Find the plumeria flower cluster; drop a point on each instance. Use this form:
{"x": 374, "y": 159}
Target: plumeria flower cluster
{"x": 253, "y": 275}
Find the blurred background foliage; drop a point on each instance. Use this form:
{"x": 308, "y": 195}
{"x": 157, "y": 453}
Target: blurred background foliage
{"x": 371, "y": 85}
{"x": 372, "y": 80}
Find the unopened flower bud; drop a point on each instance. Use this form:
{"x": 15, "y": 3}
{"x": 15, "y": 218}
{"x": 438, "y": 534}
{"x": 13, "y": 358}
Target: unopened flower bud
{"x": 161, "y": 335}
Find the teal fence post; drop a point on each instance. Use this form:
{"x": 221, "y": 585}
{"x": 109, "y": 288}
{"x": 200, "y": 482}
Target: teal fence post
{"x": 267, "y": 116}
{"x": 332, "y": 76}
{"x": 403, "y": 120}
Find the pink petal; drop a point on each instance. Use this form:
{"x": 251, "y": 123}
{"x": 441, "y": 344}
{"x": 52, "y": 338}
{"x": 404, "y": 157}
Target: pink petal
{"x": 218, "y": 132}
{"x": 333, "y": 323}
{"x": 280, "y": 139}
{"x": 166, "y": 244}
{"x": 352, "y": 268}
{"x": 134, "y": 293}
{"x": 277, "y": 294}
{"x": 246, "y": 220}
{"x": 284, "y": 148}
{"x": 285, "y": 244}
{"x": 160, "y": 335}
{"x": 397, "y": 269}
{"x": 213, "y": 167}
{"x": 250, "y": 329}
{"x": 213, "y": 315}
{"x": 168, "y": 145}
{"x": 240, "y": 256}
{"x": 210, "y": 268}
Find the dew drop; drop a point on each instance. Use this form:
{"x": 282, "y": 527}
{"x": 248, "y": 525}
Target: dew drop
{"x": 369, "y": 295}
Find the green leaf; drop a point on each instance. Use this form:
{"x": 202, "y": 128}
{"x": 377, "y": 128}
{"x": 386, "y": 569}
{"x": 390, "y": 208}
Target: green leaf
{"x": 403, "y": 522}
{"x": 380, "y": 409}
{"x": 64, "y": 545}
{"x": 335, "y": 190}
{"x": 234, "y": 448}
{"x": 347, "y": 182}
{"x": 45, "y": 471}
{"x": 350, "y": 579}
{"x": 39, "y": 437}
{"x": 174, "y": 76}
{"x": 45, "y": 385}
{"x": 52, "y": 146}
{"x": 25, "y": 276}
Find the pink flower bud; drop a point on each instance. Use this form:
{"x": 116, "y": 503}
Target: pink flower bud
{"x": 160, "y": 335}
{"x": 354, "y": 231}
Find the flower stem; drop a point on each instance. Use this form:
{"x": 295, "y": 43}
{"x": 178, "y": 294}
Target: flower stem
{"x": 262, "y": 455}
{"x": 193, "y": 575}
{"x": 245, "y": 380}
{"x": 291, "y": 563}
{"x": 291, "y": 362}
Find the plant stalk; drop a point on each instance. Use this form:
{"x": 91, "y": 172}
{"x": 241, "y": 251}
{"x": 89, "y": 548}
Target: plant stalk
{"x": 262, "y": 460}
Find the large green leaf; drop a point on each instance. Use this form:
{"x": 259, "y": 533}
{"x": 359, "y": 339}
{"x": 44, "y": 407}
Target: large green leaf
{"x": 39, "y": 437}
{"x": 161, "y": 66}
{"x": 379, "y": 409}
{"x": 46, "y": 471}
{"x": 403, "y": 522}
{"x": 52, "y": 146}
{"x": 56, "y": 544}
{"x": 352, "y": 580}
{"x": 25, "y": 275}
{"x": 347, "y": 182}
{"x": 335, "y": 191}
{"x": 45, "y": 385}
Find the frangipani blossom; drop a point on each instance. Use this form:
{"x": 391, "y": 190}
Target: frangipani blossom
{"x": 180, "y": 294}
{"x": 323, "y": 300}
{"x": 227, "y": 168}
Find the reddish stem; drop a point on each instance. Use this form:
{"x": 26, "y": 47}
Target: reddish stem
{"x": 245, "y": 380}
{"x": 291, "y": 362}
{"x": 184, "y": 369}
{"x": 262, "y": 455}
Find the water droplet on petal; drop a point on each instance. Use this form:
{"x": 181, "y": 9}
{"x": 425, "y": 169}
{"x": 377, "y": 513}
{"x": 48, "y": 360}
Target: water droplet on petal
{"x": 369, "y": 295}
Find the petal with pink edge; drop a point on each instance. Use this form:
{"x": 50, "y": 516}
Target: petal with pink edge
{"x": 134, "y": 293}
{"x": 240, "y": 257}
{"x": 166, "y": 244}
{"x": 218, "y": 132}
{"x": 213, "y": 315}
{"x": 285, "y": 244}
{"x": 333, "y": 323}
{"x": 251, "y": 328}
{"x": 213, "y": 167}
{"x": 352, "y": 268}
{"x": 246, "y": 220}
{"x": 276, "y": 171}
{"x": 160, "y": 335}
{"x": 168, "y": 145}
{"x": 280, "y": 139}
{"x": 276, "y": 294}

■ ■ ■ ■

▸ Instructions for the task:
Reproduce the items from the line containing "Find the reddish" through the end of the items, substituting "red stem" for "reddish stem" and keeping everything else as it is.

▸ Answer to the task:
Find the red stem; drop a point on each instance. Use this form:
{"x": 26, "y": 47}
Target: red stem
{"x": 245, "y": 380}
{"x": 291, "y": 362}
{"x": 184, "y": 369}
{"x": 262, "y": 455}
Find the water droplet on petal; drop a point on each instance. Use this form:
{"x": 181, "y": 9}
{"x": 425, "y": 169}
{"x": 377, "y": 513}
{"x": 48, "y": 360}
Target: water droplet on petal
{"x": 369, "y": 295}
Find the petal with pink edge; drop a point on each instance. Use this form:
{"x": 50, "y": 516}
Target: petal with pink edge
{"x": 134, "y": 293}
{"x": 240, "y": 257}
{"x": 166, "y": 244}
{"x": 218, "y": 132}
{"x": 213, "y": 315}
{"x": 285, "y": 244}
{"x": 333, "y": 323}
{"x": 251, "y": 328}
{"x": 213, "y": 167}
{"x": 352, "y": 268}
{"x": 246, "y": 220}
{"x": 276, "y": 171}
{"x": 160, "y": 335}
{"x": 168, "y": 145}
{"x": 280, "y": 139}
{"x": 276, "y": 294}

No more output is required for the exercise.